§ Selected excerpt:

++++

For many years, contact lens wearers thought that contacts were no longer an option once presbyopia began to creep in. In fact, with new developments in contact lens technology, there are actually quite a few options for those who wish to continue with the freedom that contact lens wear brings. You can ask your optometrist about:
- Monovision contact lenses, which involve correcting one eye for long distance and the other eye for reading
- Multifocal contact lenses, which, unlike multifocal glasses, give you near and distance vision no matter where you point your eyes
Some contact lens wearers may find the most convenient arrangement for them is to wear reading glasses over the top of their contact lenses. Different things work for different people.
There will be some types of refractive surgery that your ophthalmologist may steer you away from, simply because they will still leave you with reading glasses. Conventional laser eye surgery procedures such as PRK and LASIK are typically used to correct for long distance vision rather than improving your reading vision. However, for the active presbyope who is not a fan of optical aids, there are still some surgical options available.
- Refractive lens exchange, which is similar to a cataract surgery procedure but just without a cataract being present. Your crystalline lens is surgically extracted and replaced with an artificial lens implant. If you’re suitable for it and are aiming to get rid of your reading glasses, this implant can be a multifocal design or you can even have monovision implants. These arrangements will allow you clear vision at both long distance and near.
- PresbyLASIK, Presbyond, or blended laser vision, though this is not offered by all refractive surgeons. The traditional LASIK procedure is modified to shape the cornea in such a way that it provides some degree of both distance and near vision. In essence, LASIK surgery is used to give you a multifocal cornea.
- Intracorneal inlays are a tiny implant inserted into the cornea itself. An inlay may be designed to change the refraction of light, similar to a contact lens. Alternatively, small aperture inlays act like a pinhole to control the amount of light entering the eye. If you think about how squinting helps you focus, small aperture inlays work the same way.

++++

§ Exercise data:

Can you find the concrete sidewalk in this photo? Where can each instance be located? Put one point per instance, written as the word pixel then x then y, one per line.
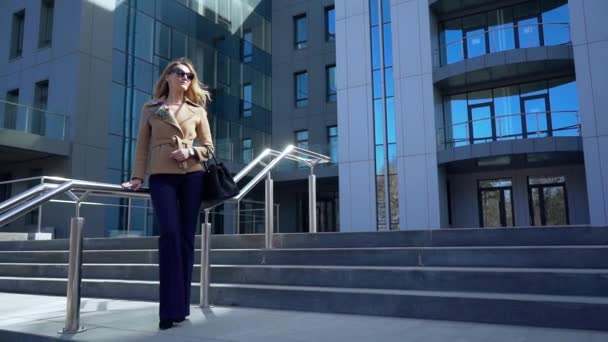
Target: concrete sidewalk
pixel 39 318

++++

§ Brief A:
Write out the presbyopia text verbatim, everything from "- PresbyLASIK, Presbyond, or" down to "the same way.".
§ Brief B:
According to the presbyopia text, what are conventional laser eye surgery procedures such as PRK and LASIK typically used to correct?
§ Brief C:
Carry on the presbyopia text from its final sentence.

§ Final answer A:
- PresbyLASIK, Presbyond, or blended laser vision, though this is not offered by all refractive surgeons. The traditional LASIK procedure is modified to shape the cornea in such a way that it provides some degree of both distance and near vision. In essence, LASIK surgery is used to give you a multifocal cornea.
- Intracorneal inlays are a tiny implant inserted into the cornea itself. An inlay may be designed to change the refraction of light, similar to a contact lens. Alternatively, small aperture inlays act like a pinhole to control the amount of light entering the eye. If you think about how squinting helps you focus, small aperture inlays work the same way.

§ Final answer B:
Long distance vision.

§ Final answer C:
Pharmacological Eye Drops
The use of certain topical drugs to reverse or reduce the effects of presbyopia is an emerging area of research. The new pharmacological agents under current investigation fall into one of two categories based on how they work.
One group of eye drops are being developed around the concept of the pinhole effect. By causing the pupil to constrict, these pharmaceutical agents have been shown to effectively improve near vision while still maintaining good long-distance sight. Adverse effects reported from these studies include headache, nausea, and eye discomfort.
The other category of presbyopia-reversing eye drops is based on softening the crystalline lens and restoring its flexibility. By chemically breaking the bonds between lens proteins, the stiffening of the eye’s lens can be reversed, allowing it to accommodate once again like the good old days. As with the anti-presbyopia eye drops built on the pinhole effect, these medications are also still in the works but so far, results have been promising.
For a lot of people, eyeglasses will be the easiest and simplest solution (and the cheapest). However, if reading glasses simply don’t fit in with your suave image or your active lifestyle, there are other options, including surgery or – hopefully in the near future – eye drops.